(Outline records)
---
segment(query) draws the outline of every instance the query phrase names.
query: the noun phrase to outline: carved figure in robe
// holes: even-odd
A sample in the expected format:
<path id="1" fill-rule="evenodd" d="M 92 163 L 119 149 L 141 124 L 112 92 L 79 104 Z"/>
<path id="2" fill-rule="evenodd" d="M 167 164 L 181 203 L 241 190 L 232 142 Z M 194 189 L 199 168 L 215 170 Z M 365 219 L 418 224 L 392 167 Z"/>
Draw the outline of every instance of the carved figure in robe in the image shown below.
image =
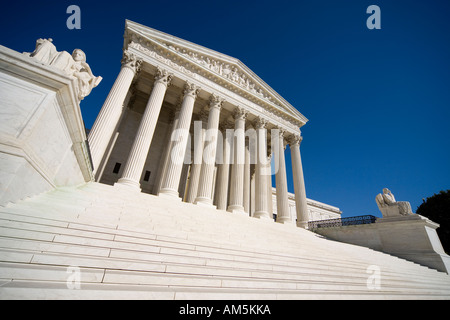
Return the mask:
<path id="1" fill-rule="evenodd" d="M 375 201 L 384 217 L 407 216 L 412 214 L 411 204 L 407 201 L 396 201 L 394 195 L 388 188 L 383 189 L 375 197 Z"/>

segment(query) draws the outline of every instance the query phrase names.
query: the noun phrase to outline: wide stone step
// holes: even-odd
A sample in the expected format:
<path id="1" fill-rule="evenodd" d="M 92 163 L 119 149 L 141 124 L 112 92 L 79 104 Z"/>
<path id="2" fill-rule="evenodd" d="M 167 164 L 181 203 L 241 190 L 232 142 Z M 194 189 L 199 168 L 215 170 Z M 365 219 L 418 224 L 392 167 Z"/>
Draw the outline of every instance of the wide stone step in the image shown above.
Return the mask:
<path id="1" fill-rule="evenodd" d="M 0 238 L 2 247 L 32 249 L 41 251 L 66 250 L 75 253 L 98 253 L 103 256 L 129 258 L 135 260 L 175 261 L 183 257 L 185 263 L 200 265 L 228 265 L 240 268 L 252 264 L 253 268 L 290 271 L 295 269 L 314 268 L 315 270 L 330 270 L 333 268 L 346 271 L 363 272 L 365 264 L 341 264 L 332 260 L 319 260 L 311 257 L 294 258 L 282 255 L 248 256 L 246 252 L 226 250 L 214 247 L 201 247 L 187 243 L 177 243 L 176 239 L 164 241 L 153 237 L 135 238 L 112 233 L 81 231 L 80 229 L 62 228 L 60 226 L 46 226 L 42 224 L 0 220 L 0 227 L 8 227 L 2 232 L 9 238 Z M 25 237 L 25 238 L 24 238 Z M 20 241 L 14 243 L 14 239 Z M 33 241 L 32 241 L 33 240 Z M 45 242 L 46 241 L 46 242 Z M 51 242 L 50 242 L 51 241 Z M 69 246 L 72 245 L 72 246 Z M 28 247 L 27 247 L 28 245 Z"/>

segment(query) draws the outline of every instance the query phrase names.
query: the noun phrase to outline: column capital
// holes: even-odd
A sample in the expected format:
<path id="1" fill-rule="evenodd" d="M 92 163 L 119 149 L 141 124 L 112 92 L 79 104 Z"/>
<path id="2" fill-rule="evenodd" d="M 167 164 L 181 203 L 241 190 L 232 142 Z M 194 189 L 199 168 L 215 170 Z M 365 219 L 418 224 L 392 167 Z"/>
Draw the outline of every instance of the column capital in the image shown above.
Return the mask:
<path id="1" fill-rule="evenodd" d="M 170 82 L 172 81 L 173 74 L 165 69 L 161 69 L 160 67 L 157 68 L 156 74 L 155 74 L 155 83 L 161 82 L 168 87 L 170 85 Z"/>
<path id="2" fill-rule="evenodd" d="M 184 84 L 184 96 L 190 96 L 194 99 L 197 98 L 198 93 L 200 92 L 201 88 L 200 86 L 196 85 L 195 83 L 192 83 L 190 81 L 186 81 Z"/>
<path id="3" fill-rule="evenodd" d="M 235 120 L 245 120 L 247 119 L 248 111 L 240 106 L 237 106 L 234 109 L 233 116 Z"/>
<path id="4" fill-rule="evenodd" d="M 264 129 L 267 125 L 268 121 L 264 118 L 257 117 L 256 120 L 253 123 L 253 126 L 256 130 L 258 129 Z"/>
<path id="5" fill-rule="evenodd" d="M 135 73 L 138 73 L 141 70 L 142 59 L 137 58 L 134 54 L 129 52 L 128 50 L 123 51 L 122 57 L 122 68 L 130 68 Z"/>
<path id="6" fill-rule="evenodd" d="M 209 107 L 210 108 L 222 108 L 222 104 L 225 102 L 225 99 L 220 97 L 219 95 L 213 93 L 209 97 Z"/>
<path id="7" fill-rule="evenodd" d="M 287 137 L 287 141 L 291 147 L 300 147 L 303 137 L 301 135 L 293 134 Z"/>

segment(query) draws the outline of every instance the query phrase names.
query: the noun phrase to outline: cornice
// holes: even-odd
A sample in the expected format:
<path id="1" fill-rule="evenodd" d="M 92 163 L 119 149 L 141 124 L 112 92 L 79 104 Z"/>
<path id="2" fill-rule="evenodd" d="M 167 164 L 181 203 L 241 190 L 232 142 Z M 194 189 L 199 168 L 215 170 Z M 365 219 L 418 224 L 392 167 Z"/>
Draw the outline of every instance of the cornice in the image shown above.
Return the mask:
<path id="1" fill-rule="evenodd" d="M 308 121 L 238 59 L 128 20 L 124 37 L 124 49 L 133 47 L 144 54 L 151 54 L 188 76 L 198 74 L 257 104 L 264 115 L 290 128 L 299 128 Z M 224 66 L 228 66 L 227 71 L 224 71 Z"/>

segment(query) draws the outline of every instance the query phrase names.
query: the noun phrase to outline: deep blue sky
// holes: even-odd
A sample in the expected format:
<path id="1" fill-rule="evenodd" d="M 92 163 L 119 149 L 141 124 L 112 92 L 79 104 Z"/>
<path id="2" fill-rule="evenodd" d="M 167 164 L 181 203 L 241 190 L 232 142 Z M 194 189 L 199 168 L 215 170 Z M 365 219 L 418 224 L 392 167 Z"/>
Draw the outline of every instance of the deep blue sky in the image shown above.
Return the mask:
<path id="1" fill-rule="evenodd" d="M 71 4 L 81 30 L 66 27 Z M 366 27 L 371 4 L 381 30 Z M 31 52 L 51 37 L 84 50 L 104 78 L 81 103 L 88 128 L 120 70 L 125 19 L 236 57 L 310 120 L 307 197 L 380 216 L 383 187 L 413 211 L 450 189 L 449 15 L 446 0 L 15 1 L 0 12 L 0 44 Z"/>

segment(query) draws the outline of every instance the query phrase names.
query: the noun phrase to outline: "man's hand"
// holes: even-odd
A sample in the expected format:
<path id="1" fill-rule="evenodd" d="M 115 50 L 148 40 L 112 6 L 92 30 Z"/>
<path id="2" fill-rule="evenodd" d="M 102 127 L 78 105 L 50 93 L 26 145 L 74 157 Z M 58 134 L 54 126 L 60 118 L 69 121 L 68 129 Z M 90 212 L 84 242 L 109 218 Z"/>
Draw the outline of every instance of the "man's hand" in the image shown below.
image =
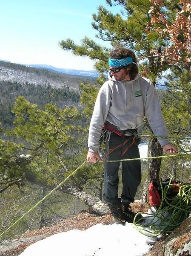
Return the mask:
<path id="1" fill-rule="evenodd" d="M 168 155 L 175 154 L 178 153 L 177 148 L 170 144 L 166 144 L 162 147 L 163 150 Z"/>
<path id="2" fill-rule="evenodd" d="M 97 152 L 88 152 L 87 156 L 87 161 L 88 163 L 96 163 L 97 160 L 102 161 Z"/>

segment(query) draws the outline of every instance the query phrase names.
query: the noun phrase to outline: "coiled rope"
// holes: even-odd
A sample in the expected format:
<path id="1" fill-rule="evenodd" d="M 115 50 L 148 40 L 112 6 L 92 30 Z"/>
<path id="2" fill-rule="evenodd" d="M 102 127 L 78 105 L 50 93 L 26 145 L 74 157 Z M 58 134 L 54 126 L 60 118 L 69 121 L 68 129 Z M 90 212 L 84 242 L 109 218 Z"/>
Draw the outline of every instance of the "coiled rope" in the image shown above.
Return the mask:
<path id="1" fill-rule="evenodd" d="M 182 154 L 182 155 L 187 155 L 188 154 L 179 154 L 179 155 L 180 154 Z M 176 157 L 177 156 L 177 154 L 174 155 L 165 155 L 165 156 L 160 156 L 158 157 L 144 157 L 144 158 L 131 158 L 131 159 L 121 159 L 119 160 L 109 160 L 107 162 L 118 162 L 118 161 L 132 161 L 132 160 L 147 160 L 147 159 L 151 159 L 154 158 L 164 158 L 165 157 Z M 29 212 L 30 212 L 32 210 L 33 210 L 34 208 L 35 208 L 38 205 L 39 205 L 41 203 L 42 203 L 45 199 L 46 199 L 54 191 L 56 190 L 57 188 L 58 188 L 60 186 L 62 185 L 63 185 L 68 179 L 74 175 L 77 171 L 86 163 L 87 162 L 87 160 L 84 162 L 81 165 L 80 165 L 78 167 L 77 167 L 74 172 L 73 172 L 70 175 L 69 175 L 67 177 L 66 177 L 64 180 L 63 180 L 60 184 L 59 184 L 57 186 L 53 189 L 52 189 L 49 193 L 47 194 L 44 198 L 43 198 L 42 199 L 41 199 L 38 203 L 37 203 L 35 205 L 34 205 L 31 208 L 29 211 L 28 211 L 26 212 L 22 217 L 19 218 L 17 221 L 16 221 L 14 223 L 13 223 L 11 226 L 9 227 L 6 230 L 5 230 L 1 234 L 0 234 L 0 237 L 3 236 L 4 233 L 9 231 L 11 227 L 12 227 L 14 226 L 16 224 L 17 224 L 18 222 L 19 222 L 21 219 L 22 219 L 24 217 L 25 217 L 27 214 L 28 214 Z M 103 162 L 102 163 L 103 163 Z M 191 191 L 190 192 L 190 190 Z M 190 188 L 190 192 L 191 193 L 191 187 Z M 184 189 L 182 193 L 184 194 L 186 194 L 186 191 Z M 190 202 L 191 199 L 191 195 L 190 195 L 190 194 L 188 195 L 188 198 L 189 198 L 189 202 Z M 136 217 L 136 216 L 135 216 Z M 136 224 L 136 222 L 134 222 L 134 224 Z M 148 226 L 148 225 L 145 226 L 145 227 Z M 153 237 L 153 236 L 152 236 Z"/>
<path id="2" fill-rule="evenodd" d="M 171 177 L 169 183 L 163 188 L 161 179 L 161 168 L 160 172 L 162 200 L 160 207 L 155 212 L 154 208 L 150 209 L 151 213 L 139 212 L 135 217 L 134 224 L 139 232 L 147 236 L 154 237 L 162 234 L 168 235 L 179 227 L 191 212 L 191 184 L 179 181 L 177 184 L 171 184 L 172 180 L 178 177 Z M 178 194 L 173 198 L 168 197 L 169 191 L 173 187 L 178 187 Z M 165 205 L 164 206 L 164 204 Z M 136 217 L 143 214 L 141 222 L 136 223 Z M 140 220 L 141 221 L 141 220 Z"/>

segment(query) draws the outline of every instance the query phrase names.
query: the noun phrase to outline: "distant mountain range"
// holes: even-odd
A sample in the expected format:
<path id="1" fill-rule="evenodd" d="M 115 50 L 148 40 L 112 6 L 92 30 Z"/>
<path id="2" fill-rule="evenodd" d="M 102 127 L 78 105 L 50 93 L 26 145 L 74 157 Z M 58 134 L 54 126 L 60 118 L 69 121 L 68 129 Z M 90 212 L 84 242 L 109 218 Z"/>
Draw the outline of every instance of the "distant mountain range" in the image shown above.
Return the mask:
---
> [Task instructions]:
Reproduce verbatim the stretch from the start of the records through the line containing "375 201 L 384", both ends included. Omit the pictures from your copy.

> [Answer to this exercise]:
segment(query) draws the outline of every instance the query phrase names.
query: the noun phrase to outline: carved figure in robe
// holes: even-odd
A sample in the expected format:
<path id="1" fill-rule="evenodd" d="M 92 163 L 119 149 L 141 124 L 112 92 L 79 104 Z"/>
<path id="2" fill-rule="evenodd" d="M 167 164 L 181 203 L 241 190 L 232 142 Z M 194 189 L 199 168 L 215 170 Z M 365 219 L 418 224 L 392 167 Z"/>
Draw the outline of every instance of the carved figure in robe in the image shown below.
image =
Return the mask:
<path id="1" fill-rule="evenodd" d="M 375 201 L 384 217 L 407 216 L 412 214 L 411 204 L 407 201 L 396 201 L 394 195 L 388 188 L 383 189 L 375 197 Z"/>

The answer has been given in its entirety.